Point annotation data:
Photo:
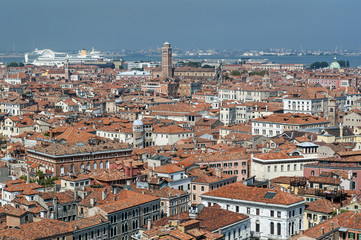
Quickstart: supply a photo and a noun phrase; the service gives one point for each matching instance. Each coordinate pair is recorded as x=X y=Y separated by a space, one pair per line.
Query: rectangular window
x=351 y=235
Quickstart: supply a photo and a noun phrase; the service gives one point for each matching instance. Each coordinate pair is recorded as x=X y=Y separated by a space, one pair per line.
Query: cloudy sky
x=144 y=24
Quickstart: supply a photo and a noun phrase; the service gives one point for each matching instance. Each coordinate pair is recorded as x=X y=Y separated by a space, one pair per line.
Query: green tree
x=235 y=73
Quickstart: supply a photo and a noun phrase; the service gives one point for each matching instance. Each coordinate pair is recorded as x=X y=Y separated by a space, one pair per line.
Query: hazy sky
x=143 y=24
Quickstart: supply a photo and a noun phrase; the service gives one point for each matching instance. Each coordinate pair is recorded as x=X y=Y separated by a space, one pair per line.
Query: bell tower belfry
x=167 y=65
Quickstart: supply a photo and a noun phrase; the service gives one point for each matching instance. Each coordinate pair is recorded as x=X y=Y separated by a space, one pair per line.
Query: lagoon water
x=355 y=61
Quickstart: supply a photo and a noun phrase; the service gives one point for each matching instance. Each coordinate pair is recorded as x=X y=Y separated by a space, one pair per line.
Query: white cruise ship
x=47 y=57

Set exercise. Copy out all of the material above line for line without changing anything, but leave out the pictures.

Task answer.
Photo:
Quickstart: supply a photo and a noun phrase; the service gives one point for each matching instance. Each coordinate pair is recorded as x=X y=Y separated by a space, one pair per line.
Query: rectangular window
x=351 y=235
Quickstart: supply a photo and a noun phrase; the service gives one point for each matching instance. Each coordinate pair is recorded as x=X y=Y separated by a space, one pair per line.
Query: cloudy sky
x=144 y=24
Quickstart: supply a photo and a noun phrase; the service gives one point for each matching instance. Each coordinate pair is recorded as x=X y=Y separated by a space, one pair per line.
Query: green tree
x=235 y=73
Quickstart: supply a photo and a noun phrase; the service gives one point for each matching instance. Each coordinate pair is recorded as x=X y=Y separated by a space, one pair per line.
Query: hazy sky
x=143 y=24
Quickstart: supply a photo and a noun phrase; the service gives one point for each matching instance. Each coordinate pair is recorded as x=X y=Y separated by a space, one pair per line.
Query: bell tower belfry
x=167 y=65
Quickstart: supply a photo and a noun phrase; the service gives one point for each matching instance. Each coordinate pair is recorded as x=X y=Y separated by a space, one pair per line.
Query: lagoon water
x=355 y=61
Quickstart: supply a photo and a noun phrase; the service gives one point for each matching instance. Each coordinate pair is recorded as x=X y=Y separated by a space, one pair per line.
Query: white cruise ship
x=47 y=57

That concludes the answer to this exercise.